Task to complete
Could you copy every record exactly as it appears?

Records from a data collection
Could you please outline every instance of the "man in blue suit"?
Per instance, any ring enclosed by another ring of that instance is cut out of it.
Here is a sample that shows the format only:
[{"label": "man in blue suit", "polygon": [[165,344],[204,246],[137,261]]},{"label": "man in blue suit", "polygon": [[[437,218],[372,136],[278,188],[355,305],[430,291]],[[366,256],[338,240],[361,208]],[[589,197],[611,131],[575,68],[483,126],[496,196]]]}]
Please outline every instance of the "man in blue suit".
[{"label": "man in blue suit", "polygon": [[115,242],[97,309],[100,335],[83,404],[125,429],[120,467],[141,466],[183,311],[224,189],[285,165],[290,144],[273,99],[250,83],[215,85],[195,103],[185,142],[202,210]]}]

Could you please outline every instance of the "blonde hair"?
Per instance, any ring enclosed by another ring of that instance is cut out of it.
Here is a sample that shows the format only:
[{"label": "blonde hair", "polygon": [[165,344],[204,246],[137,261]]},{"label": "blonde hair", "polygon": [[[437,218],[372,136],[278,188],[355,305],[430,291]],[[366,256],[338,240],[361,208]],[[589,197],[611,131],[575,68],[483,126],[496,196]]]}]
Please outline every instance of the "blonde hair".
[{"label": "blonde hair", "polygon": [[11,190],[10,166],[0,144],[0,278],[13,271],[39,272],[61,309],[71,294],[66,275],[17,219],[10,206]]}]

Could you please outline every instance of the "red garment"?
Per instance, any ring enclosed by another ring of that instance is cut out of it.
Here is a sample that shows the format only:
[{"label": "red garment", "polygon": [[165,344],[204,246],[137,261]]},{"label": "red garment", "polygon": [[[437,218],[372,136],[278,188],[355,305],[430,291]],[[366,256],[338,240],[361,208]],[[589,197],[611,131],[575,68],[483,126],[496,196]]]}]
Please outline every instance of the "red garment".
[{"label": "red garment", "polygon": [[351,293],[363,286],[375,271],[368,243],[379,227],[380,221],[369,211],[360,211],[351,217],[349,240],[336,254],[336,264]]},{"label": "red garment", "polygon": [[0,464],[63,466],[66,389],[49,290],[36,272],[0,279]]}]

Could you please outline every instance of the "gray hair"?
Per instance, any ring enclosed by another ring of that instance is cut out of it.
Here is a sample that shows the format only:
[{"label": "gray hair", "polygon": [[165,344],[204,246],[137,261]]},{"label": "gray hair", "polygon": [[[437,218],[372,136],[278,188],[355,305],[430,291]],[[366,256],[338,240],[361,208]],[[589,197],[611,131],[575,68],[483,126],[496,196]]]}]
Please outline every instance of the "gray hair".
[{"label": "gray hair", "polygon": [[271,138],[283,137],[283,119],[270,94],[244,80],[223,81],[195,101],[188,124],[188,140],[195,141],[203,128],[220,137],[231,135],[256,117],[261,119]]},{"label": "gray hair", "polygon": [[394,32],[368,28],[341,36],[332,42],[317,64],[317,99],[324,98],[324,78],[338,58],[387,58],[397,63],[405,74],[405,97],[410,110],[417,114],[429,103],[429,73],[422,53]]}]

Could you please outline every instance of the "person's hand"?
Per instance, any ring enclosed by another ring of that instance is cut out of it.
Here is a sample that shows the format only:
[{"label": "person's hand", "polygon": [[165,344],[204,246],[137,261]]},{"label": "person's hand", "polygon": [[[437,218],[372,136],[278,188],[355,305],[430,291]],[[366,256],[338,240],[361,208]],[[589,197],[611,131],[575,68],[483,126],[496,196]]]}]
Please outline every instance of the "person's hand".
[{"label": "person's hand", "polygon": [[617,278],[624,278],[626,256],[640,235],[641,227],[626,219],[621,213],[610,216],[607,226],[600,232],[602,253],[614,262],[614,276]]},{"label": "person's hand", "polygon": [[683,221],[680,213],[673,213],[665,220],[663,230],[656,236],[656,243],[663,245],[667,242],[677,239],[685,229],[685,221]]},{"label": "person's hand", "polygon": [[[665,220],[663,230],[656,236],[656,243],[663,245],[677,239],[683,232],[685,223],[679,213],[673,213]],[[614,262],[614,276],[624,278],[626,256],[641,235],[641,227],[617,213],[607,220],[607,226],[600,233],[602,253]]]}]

Solution to this task
Could you please outline every instance of the "man in blue suit"?
Per instance, any ring enclosed by another ring of that instance is cut out of it.
Here is a sample that shows the format only:
[{"label": "man in blue suit", "polygon": [[165,344],[204,246],[137,261]]},{"label": "man in blue suit", "polygon": [[[437,218],[372,136],[278,188],[355,305],[430,291]],[[366,256],[338,240],[361,208]],[[589,197],[611,131],[575,68],[483,126],[496,196]]]}]
Please outline every instance of the "man in blue suit".
[{"label": "man in blue suit", "polygon": [[115,242],[97,309],[100,335],[83,404],[125,429],[120,467],[141,466],[183,311],[224,189],[285,165],[290,144],[273,99],[250,83],[215,85],[195,103],[185,142],[202,210]]}]

Could you please outline every instance of the "blonde hair"?
Per instance, any ring enclosed by another ring of that instance is cut out of it.
Here is a sample that shows the format only:
[{"label": "blonde hair", "polygon": [[165,344],[204,246],[137,261]]},{"label": "blonde hair", "polygon": [[[437,218],[372,136],[278,188],[355,305],[430,291]],[[366,256],[338,240],[361,208]],[[589,197],[611,131],[575,68],[483,126],[496,196]]]}]
Please outline every instance of the "blonde hair".
[{"label": "blonde hair", "polygon": [[11,190],[10,166],[0,144],[0,278],[13,271],[39,272],[61,309],[71,294],[66,275],[17,219],[10,206]]}]

Could you please outline every instance of the "red garment"?
Per instance, any ring enclosed by another ring of that instance is cut out of it.
Here is a sample that shows the format only:
[{"label": "red garment", "polygon": [[165,344],[204,246],[137,261]]},{"label": "red garment", "polygon": [[[437,218],[372,136],[278,188],[355,305],[430,291]],[[366,256],[338,240],[361,208]],[[589,197],[611,131],[575,68],[483,126],[496,196]]]}]
Please outline every instance of the "red garment".
[{"label": "red garment", "polygon": [[351,293],[363,286],[375,271],[368,243],[379,227],[380,221],[369,211],[360,211],[351,217],[349,240],[336,254],[336,264]]},{"label": "red garment", "polygon": [[0,464],[63,466],[66,389],[49,290],[36,272],[0,279]]}]

Could you please outline every instance of the "gray hair"?
Per instance, any ring enclosed by another ring of that instance is cut out of it.
Here is a sample that shows the format only:
[{"label": "gray hair", "polygon": [[165,344],[204,246],[137,261]]},{"label": "gray hair", "polygon": [[[437,218],[372,136],[278,188],[355,305],[430,291]],[[366,256],[338,240],[361,208]],[[589,197],[611,131],[575,68],[483,126],[496,196]]]}]
Please outline every instance of the "gray hair".
[{"label": "gray hair", "polygon": [[271,138],[283,137],[283,119],[270,94],[244,80],[223,81],[195,101],[188,124],[188,140],[195,141],[203,128],[220,137],[231,135],[256,117],[261,119]]},{"label": "gray hair", "polygon": [[394,32],[368,28],[341,36],[332,42],[317,64],[317,99],[324,98],[324,78],[338,58],[387,58],[397,63],[405,74],[405,97],[410,110],[417,114],[429,103],[429,73],[422,53]]}]

Could you please outline every instance of the "person's hand"?
Per instance, any ring enclosed by another ring of that instance is cut out of it.
Here is a sample that shows the format only:
[{"label": "person's hand", "polygon": [[165,344],[204,246],[137,261]]},{"label": "person's hand", "polygon": [[[437,218],[372,136],[278,188],[355,305],[430,291]],[[366,256],[338,240],[361,208]],[[589,197],[611,131],[575,68],[483,126],[496,196]]]}]
Please outline every instance of the "person's hand".
[{"label": "person's hand", "polygon": [[617,278],[624,278],[626,256],[640,235],[641,227],[626,219],[621,213],[610,216],[607,226],[600,232],[602,253],[614,262],[614,276]]},{"label": "person's hand", "polygon": [[683,221],[680,213],[673,213],[665,220],[663,230],[656,236],[656,243],[663,245],[667,242],[677,239],[685,229],[685,221]]},{"label": "person's hand", "polygon": [[[665,220],[663,230],[656,236],[656,243],[663,245],[677,239],[683,232],[685,223],[679,213],[673,213]],[[614,262],[614,276],[624,278],[626,256],[641,235],[641,227],[617,213],[607,220],[607,226],[600,233],[602,253]]]}]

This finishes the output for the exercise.